━━━━━ Source data

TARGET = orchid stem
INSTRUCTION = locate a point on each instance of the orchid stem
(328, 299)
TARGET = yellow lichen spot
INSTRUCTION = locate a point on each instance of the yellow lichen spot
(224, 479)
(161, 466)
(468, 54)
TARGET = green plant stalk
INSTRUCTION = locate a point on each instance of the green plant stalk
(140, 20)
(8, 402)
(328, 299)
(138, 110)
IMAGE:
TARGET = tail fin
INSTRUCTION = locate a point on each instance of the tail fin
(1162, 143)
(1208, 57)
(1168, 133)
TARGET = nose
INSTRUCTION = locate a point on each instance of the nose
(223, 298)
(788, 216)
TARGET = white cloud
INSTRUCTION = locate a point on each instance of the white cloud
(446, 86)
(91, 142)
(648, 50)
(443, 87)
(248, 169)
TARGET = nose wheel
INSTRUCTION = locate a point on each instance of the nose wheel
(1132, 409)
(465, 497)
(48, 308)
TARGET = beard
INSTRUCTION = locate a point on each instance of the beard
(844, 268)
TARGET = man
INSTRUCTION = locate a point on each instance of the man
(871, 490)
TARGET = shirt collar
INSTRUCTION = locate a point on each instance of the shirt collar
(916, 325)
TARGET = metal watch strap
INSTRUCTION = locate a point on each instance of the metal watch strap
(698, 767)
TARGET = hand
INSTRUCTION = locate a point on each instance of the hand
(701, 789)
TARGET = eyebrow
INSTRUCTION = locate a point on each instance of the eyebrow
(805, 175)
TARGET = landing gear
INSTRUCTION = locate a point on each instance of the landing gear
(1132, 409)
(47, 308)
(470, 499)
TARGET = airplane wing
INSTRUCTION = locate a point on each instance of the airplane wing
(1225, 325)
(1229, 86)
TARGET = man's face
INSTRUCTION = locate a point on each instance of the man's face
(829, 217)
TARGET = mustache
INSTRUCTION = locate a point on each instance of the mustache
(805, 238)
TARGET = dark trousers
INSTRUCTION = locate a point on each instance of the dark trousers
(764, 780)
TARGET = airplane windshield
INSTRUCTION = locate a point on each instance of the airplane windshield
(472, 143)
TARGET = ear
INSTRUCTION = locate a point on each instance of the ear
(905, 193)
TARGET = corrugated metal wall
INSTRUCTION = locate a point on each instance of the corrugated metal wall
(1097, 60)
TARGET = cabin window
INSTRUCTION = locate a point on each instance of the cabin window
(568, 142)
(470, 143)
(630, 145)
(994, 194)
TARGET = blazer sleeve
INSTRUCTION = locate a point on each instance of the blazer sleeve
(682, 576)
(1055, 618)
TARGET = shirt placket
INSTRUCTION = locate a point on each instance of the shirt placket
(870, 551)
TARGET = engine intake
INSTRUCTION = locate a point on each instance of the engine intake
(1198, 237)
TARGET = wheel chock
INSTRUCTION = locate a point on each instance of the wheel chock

━━━━━━━━━━

Copy the material above in full, swapping every "locate" for "mark" and leaving everything else unchanged.

TARGET = orchid stem
INSTRUCTION = mark a point on each instance of the orchid stem
(328, 299)
TARGET = yellow lichen spot
INSTRUCTION = mark a point on each instance of the yellow lichen spot
(224, 479)
(161, 466)
(468, 54)
TARGET = green plant stalk
INSTRUCTION = mark a point on each instance of the green plant stalk
(140, 20)
(8, 402)
(328, 299)
(138, 110)
IMAGE:
TARGET = tail fin
INSTRUCTION = mark a point on each instance of the tail fin
(1162, 143)
(1208, 57)
(1168, 133)
TARGET = nose
INSTRUCTION = mark a point on each instance of the nose
(223, 298)
(788, 216)
TARGET = white cloud
INSTRUCTION = mark a point on each instance of the white cloud
(446, 86)
(91, 142)
(648, 50)
(443, 87)
(248, 169)
TARGET = nose wheel
INSTRUCTION = mark a point on each instance of the nose wheel
(1132, 409)
(465, 497)
(48, 308)
TARGET = beard
INSTRUCTION = mark a point on each instance of the beard
(844, 268)
TARGET = man
INSTRUCTION = mark a point on each instance of the man
(871, 490)
TARGET = shirt collar
INSTRUCTION = mark a point on each instance of the shirt collar
(916, 325)
TARGET = metal watch strap
INSTRUCTION = mark a point on each instance of the metal watch strap
(698, 767)
TARGET = hand
INSTRUCTION = mark a point on each instance of the hand
(701, 789)
TARGET = eyebrow
INSTRUCTION = mark a point on each instance of the eyebrow
(805, 175)
TARGET = landing gear
INSTRUCTION = mark a point on each instance of the landing gear
(1132, 409)
(47, 308)
(470, 499)
TARGET = airplane wing
INSTRUCTION = mark a point on each instance of the airplane wing
(1225, 325)
(1229, 86)
TARGET = man's face
INSTRUCTION = mark a point on each instance of the man's face
(829, 217)
TARGET = mustache
INSTRUCTION = mark a point on each instance of the mustache
(805, 238)
TARGET = dark trousers
INSTRUCTION = mark a point on each instance of the dark trousers
(764, 780)
TARGET = airplane windshield
INSTRUCTION = mark a point on each instance of the airplane windshield
(472, 143)
TARGET = ear
INSTRUCTION = mark a point on each instance of the ear
(905, 193)
TARGET = corrugated metal wall
INSTRUCTION = mark a point on each instance of the corrugated metal wall
(1097, 60)
TARGET = cabin window
INSTRUCTION = mark a point on each instance of the cabin window
(568, 142)
(470, 143)
(630, 145)
(994, 194)
TARGET = blazer sleeve
INSTRUCTION = mark a point on each instance of the blazer sleeve
(682, 576)
(1055, 618)
TARGET = shirt placket
INSTRUCTION = mark a point on each instance of the shirt placket
(870, 551)
TARGET = engine intake
INSTRUCTION = mark a point on each instance of the engine intake
(1198, 237)
TARGET = wheel chock
INSTRUCTION = mark a point on each instance of the wheel chock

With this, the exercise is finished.